Go over the data and work out how many lines include the word "forehead". Give that number only.

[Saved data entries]
--------------------------------------------------

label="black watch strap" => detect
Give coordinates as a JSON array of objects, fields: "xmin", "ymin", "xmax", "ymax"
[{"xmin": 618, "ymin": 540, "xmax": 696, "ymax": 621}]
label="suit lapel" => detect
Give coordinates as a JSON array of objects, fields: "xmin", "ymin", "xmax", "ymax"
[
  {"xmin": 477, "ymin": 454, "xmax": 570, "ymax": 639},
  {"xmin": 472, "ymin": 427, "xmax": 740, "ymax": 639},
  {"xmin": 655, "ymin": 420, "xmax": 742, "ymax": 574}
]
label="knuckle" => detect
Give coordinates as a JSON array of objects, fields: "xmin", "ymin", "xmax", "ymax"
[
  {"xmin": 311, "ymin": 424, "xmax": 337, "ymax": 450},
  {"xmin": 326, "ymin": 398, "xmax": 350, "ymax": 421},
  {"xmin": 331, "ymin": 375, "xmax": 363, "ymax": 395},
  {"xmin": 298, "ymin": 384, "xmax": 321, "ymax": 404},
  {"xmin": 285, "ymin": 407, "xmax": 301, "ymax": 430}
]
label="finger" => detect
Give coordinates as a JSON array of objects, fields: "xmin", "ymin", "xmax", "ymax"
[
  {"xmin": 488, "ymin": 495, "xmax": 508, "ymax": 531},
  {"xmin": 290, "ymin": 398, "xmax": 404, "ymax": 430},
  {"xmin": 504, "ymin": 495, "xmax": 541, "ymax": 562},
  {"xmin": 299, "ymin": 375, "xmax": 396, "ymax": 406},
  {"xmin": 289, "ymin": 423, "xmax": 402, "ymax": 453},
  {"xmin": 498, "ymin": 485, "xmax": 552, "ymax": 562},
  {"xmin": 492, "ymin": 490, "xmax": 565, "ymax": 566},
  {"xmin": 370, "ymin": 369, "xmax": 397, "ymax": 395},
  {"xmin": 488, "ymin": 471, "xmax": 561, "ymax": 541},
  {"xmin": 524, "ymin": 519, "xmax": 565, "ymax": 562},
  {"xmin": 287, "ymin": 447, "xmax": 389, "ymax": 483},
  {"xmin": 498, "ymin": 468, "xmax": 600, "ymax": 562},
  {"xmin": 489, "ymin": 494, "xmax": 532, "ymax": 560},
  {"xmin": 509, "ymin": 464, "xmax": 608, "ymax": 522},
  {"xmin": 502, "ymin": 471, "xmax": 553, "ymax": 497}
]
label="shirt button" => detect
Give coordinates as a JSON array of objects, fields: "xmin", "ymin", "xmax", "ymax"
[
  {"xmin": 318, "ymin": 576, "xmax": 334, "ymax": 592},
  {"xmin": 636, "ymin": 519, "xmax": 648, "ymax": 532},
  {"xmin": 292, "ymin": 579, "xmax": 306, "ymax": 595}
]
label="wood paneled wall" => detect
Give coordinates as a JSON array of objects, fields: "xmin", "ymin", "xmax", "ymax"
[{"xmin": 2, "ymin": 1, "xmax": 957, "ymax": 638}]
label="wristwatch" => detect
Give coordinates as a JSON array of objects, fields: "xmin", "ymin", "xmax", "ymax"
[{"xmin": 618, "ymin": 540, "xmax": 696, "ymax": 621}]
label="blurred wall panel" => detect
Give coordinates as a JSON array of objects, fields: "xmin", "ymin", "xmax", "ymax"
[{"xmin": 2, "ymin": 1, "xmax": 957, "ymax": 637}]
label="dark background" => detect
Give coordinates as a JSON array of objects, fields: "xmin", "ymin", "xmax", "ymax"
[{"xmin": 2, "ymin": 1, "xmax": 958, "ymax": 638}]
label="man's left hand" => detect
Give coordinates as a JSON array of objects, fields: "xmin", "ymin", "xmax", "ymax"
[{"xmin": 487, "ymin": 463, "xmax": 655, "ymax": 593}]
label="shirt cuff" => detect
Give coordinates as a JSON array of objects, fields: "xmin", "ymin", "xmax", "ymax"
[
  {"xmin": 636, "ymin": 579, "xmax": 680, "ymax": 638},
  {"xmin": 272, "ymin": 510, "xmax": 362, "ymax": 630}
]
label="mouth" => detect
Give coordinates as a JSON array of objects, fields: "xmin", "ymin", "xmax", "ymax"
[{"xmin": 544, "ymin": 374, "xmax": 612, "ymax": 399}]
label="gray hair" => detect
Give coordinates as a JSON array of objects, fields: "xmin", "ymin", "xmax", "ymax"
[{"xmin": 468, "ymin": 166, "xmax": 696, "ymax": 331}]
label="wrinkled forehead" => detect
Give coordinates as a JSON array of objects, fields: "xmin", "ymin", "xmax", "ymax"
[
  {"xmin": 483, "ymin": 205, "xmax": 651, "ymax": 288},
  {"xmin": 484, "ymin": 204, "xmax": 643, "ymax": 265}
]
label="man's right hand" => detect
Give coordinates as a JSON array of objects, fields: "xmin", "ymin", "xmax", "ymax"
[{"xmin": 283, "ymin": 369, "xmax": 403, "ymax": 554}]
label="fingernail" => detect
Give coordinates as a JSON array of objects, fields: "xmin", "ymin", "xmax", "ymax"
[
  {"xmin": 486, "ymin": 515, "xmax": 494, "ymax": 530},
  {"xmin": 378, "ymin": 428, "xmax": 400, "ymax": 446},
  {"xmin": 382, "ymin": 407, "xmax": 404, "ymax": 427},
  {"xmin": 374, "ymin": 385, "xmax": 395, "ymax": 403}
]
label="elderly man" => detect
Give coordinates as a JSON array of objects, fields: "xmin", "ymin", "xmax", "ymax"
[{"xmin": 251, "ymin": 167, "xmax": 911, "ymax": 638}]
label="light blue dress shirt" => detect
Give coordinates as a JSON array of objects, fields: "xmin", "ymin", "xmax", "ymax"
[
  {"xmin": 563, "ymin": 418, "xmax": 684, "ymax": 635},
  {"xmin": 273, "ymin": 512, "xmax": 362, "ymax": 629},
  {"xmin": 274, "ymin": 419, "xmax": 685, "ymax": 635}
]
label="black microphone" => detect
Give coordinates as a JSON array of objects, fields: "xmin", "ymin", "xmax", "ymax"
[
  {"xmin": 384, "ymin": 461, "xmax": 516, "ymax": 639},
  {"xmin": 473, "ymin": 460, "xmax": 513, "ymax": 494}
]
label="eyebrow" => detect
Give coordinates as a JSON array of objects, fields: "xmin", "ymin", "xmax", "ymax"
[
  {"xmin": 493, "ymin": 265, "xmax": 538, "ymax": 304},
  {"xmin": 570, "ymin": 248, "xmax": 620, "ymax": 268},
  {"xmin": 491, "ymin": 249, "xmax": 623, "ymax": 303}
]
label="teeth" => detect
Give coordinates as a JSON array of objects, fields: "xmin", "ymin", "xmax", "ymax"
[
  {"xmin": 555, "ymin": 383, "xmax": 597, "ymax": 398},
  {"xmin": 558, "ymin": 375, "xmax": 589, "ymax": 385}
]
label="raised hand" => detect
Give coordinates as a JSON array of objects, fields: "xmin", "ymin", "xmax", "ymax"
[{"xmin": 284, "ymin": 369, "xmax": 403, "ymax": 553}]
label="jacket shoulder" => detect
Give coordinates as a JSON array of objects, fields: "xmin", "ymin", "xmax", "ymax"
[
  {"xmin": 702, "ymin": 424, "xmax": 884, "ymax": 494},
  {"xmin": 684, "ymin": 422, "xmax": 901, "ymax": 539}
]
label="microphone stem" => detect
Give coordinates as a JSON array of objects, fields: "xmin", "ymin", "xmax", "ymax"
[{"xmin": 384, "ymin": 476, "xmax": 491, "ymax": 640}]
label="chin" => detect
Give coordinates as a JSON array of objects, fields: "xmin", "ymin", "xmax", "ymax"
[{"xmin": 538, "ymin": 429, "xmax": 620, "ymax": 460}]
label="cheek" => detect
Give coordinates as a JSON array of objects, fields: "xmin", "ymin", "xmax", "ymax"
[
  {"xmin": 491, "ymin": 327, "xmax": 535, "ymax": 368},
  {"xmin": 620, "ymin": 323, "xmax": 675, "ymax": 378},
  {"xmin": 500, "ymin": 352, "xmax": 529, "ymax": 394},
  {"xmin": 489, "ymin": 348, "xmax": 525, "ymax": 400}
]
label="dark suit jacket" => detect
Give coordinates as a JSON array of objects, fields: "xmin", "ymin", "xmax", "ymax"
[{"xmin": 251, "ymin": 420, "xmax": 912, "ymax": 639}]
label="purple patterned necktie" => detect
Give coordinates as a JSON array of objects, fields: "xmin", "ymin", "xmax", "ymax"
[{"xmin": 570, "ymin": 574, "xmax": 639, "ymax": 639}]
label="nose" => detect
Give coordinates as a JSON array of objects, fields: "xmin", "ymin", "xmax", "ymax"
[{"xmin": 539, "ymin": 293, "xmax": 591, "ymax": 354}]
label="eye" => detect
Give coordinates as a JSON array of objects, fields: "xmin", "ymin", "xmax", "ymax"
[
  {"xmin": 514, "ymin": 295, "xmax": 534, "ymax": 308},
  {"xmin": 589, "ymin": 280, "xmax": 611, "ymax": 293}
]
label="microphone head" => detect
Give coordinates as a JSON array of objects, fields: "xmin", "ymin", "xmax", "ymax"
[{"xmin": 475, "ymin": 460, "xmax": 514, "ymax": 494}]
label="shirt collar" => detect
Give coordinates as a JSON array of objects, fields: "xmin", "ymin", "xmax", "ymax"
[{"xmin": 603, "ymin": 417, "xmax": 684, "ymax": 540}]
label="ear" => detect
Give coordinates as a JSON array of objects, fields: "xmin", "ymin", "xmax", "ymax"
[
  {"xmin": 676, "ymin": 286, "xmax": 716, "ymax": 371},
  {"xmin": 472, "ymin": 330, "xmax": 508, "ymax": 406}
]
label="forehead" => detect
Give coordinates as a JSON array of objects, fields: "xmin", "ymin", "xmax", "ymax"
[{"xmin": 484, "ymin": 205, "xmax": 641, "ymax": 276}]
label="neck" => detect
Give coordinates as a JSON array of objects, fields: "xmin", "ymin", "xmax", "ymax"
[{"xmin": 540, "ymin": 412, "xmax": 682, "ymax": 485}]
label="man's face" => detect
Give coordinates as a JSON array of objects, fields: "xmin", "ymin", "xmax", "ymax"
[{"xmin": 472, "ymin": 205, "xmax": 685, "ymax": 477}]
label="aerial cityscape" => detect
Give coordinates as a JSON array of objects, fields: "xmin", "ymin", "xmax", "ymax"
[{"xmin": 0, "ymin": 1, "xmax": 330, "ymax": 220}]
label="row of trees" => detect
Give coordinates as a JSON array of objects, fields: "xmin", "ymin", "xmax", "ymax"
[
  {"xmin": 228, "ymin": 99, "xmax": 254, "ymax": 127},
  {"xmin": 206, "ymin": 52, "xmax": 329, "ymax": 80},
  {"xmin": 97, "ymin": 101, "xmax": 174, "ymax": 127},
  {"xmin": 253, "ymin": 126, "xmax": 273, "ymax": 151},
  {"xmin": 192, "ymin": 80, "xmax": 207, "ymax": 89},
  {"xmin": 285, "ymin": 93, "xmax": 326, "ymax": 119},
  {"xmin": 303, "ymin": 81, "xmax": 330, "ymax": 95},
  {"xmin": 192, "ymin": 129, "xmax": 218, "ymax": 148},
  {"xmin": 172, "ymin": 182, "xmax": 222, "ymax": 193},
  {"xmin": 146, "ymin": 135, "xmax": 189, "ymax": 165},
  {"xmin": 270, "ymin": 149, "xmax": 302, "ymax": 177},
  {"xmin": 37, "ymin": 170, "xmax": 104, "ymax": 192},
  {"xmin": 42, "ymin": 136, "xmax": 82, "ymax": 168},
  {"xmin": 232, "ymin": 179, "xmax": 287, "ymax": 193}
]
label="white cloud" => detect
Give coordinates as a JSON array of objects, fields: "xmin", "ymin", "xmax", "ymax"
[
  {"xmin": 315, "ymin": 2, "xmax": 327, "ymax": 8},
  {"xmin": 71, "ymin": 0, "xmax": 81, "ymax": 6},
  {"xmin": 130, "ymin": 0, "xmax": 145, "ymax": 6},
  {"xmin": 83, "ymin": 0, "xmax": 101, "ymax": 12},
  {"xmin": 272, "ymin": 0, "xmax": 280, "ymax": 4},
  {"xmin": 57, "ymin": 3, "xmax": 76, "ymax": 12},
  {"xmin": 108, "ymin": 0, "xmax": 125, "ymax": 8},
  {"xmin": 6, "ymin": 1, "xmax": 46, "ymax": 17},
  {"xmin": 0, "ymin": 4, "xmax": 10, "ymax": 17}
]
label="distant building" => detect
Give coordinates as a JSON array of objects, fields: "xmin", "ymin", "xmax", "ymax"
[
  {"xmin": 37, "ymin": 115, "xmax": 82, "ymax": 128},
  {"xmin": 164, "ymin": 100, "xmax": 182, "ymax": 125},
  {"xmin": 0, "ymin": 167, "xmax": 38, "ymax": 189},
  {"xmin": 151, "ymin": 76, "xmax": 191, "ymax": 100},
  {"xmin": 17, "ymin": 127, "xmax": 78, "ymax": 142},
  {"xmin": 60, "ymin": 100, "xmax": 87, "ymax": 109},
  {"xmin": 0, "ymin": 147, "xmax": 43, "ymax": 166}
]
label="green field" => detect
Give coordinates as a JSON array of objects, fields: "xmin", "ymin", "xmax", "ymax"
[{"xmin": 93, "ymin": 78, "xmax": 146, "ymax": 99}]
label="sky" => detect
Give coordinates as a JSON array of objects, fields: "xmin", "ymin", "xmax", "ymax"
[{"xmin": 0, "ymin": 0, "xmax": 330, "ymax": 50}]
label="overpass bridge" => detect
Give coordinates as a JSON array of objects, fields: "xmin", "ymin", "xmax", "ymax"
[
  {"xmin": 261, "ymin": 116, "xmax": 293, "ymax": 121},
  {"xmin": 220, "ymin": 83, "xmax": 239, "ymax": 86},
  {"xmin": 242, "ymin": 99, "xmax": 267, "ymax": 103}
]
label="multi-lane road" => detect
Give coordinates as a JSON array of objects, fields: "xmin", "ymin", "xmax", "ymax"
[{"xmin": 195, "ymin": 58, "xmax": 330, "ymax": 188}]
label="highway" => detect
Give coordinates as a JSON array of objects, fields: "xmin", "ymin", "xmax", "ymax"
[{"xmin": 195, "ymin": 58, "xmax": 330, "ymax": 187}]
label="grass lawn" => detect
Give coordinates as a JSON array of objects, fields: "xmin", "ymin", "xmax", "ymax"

--------------------------------------------------

*Problem solution*:
2